WRITTEN REQUEST 1:
Reproduce verbatim the passage of the wool-dyeing diary from "Dying with Onionskins" to "sheep fleece colours.".

British Wool, Craft and Making, Diary Working with Wool, process, Wool and People

About

 

Indigo Dying Day
Indigo Dying Day

 

 

 

 

My Story

I graduated in 2013 from Falmouth University in Fine Art and are now undertaking a Masters Degree in Art and Environment, at Falmouth University (graduation in 2015).

Originally from Germany , I live in Cornwall, UK with my  family.

The long journey of further and higher education from 2004 has helped me to the understand the core interst of my practices, the sharing of the link between slow hand made processes and wellbeing, introducing and investigating meditative approaches with in an art practice.

I am exploring handspinnig , local sheep wool and proceeding the carding waste from a Cornish wooll mill and I am fazinatated  by ancient techniques like Nalebinding and Lucetting.

Natural Dying is also a very new adventure, with first experiences with Indigo during a Dying Workshop lead by Jean Dean at the monthly meeting of the Guild of  Spinners, Weavers and Dyers in November 2015. Jean introduced the 1-2-3 method by Michel Garcia.

March 2015

During my residency at Cornwall College I taught two dying workshops, first with Onions and the with woad. Woad is also known as the European Indigo. While now spinning the dyed wool I am still so astonished about the strong colour Bettina and I achievedd!

 

Diary Working with Wool, Wool and People

A Yellow Day – Dying with Onion skins

On Wednesday, 4. February I run a wool dying workshop with onion skins with Bettina Holland, a 2.year student. Myself, I am new to natural dying and find a fascinating process as the is always a “surprise” element in there! I love dying with onion skins as it is so simple, no mordants maybe a bit of pre-soaking with vinegar and the dye bath can be tipped out to water plants and in an ideal world the exhausted skins could go on the compost! We used a rather large pot and there for ended up with a fairly pale color. When I was dying wool skeins and flees last summer at home, I used a smaller domestic sauce-pan and archived a strong burnt orange colour.

Dying with Onionskins

We dyed skeins of wool and unspun fleece. I also put in a small skein of pale indigo dyed wool and it came out in a gentle mottled and variegated tone.

As fascinating as the dying processes are I intent to keep to a very selective range. I am interested in Woad and Weld, blue and yellow and there for green as almost human input to the natural sheep fleece colours.

This year I intend to plant in gardens of some of my supportive friends around Penzance some Woad and Weld, in order to experience the effect of working with fresh plants rather then with powder.

The dying process opens of new avenues for exploring textures and carding dyed fleece with undyed fleece.

In the carding waste was for example, some reddish brown Alpaca and I carded it with white and greys, mixing the silky soft alpaca with more wire wool! it gives a very unique yarn and it is interesting to spin.

Diary Working with Wool, Wool and People

Indigo Dying with Jean Dean

Beginn of this year I became a member of the Cornwall guild of Spinners, Weavers and Dyers.(http://www.cgwsd.btik.com/)

The Guild is holding monthly meeting in Probus and Chacewatter, at the 3rd Friday of a month in Probus is usually a workshop or talk organised.

This month Jean Deane (http://www.cgwsd.btik.com/) shared with us how to dye with Indigo in the most natural way.

RAW RECORDS:

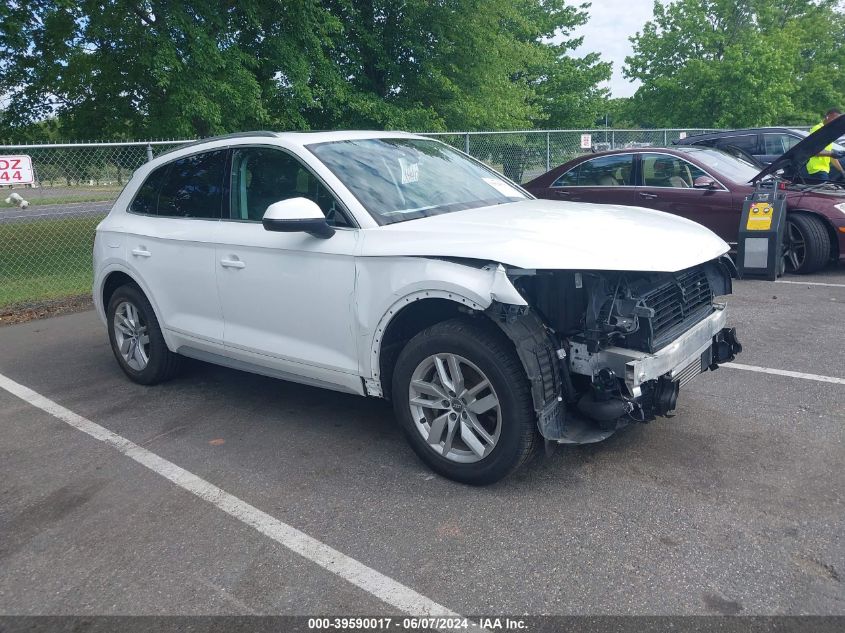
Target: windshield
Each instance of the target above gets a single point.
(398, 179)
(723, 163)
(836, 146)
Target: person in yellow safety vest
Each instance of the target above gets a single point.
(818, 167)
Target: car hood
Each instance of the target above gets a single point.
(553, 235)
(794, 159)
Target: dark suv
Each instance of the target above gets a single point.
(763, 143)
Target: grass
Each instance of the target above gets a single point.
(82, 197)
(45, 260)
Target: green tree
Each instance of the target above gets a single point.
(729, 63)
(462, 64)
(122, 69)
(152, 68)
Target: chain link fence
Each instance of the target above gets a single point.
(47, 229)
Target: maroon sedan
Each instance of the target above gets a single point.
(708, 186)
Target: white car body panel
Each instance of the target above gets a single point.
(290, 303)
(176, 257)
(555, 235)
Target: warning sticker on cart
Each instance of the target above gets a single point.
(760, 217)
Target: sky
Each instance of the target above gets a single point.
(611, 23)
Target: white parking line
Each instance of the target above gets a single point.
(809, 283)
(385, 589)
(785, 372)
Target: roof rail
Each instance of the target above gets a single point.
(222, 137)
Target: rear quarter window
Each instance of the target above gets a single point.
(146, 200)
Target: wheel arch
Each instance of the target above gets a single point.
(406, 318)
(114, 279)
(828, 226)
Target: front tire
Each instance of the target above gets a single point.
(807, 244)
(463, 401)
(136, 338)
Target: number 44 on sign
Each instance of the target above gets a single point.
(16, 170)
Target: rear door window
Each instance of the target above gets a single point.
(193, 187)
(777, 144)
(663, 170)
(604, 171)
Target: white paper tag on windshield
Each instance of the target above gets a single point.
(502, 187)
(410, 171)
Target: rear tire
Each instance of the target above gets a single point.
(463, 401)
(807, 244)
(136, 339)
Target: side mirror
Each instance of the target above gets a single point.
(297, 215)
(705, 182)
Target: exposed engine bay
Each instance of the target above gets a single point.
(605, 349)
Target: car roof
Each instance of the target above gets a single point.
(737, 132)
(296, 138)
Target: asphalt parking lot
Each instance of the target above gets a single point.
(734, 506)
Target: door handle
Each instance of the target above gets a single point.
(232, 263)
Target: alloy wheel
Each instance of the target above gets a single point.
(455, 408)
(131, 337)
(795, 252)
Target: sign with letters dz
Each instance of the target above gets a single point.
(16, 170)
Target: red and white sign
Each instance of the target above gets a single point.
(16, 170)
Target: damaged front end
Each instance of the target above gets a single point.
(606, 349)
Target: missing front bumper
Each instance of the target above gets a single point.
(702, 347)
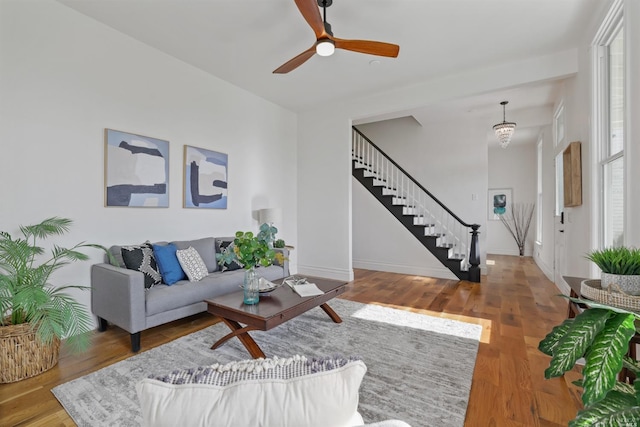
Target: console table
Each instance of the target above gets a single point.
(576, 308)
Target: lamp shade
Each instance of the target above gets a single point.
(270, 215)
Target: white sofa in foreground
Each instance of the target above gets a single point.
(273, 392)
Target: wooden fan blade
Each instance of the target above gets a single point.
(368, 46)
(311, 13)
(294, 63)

WRITTEN REQUEST 2:
Render the rows from the line containing "Target: lamp shade" through the final line of the rows as a JSON list of strings, one string per line, omitting blank lines.

PROBLEM SOLUTION 1:
Dying with Onionskins

We dyed skeins of wool and unspun fleece. I also put in a small skein of pale indigo dyed wool and it came out in a gentle mottled and variegated tone.

As fascinating as the dying processes are I intent to keep to a very selective range. I am interested in Woad and Weld, blue and yellow and there for green as almost human input to the natural sheep fleece colours.

PROBLEM SOLUTION 2:
[
  "Target: lamp shade",
  "Each instance of the target above gets a single point.",
  "(270, 215)",
  "Target: white sofa in foreground",
  "Each instance of the target above gets a single point.",
  "(273, 392)",
  "Target: wooden fan blade",
  "Each instance of the target above gets a single point.",
  "(368, 46)",
  "(311, 13)",
  "(294, 63)"
]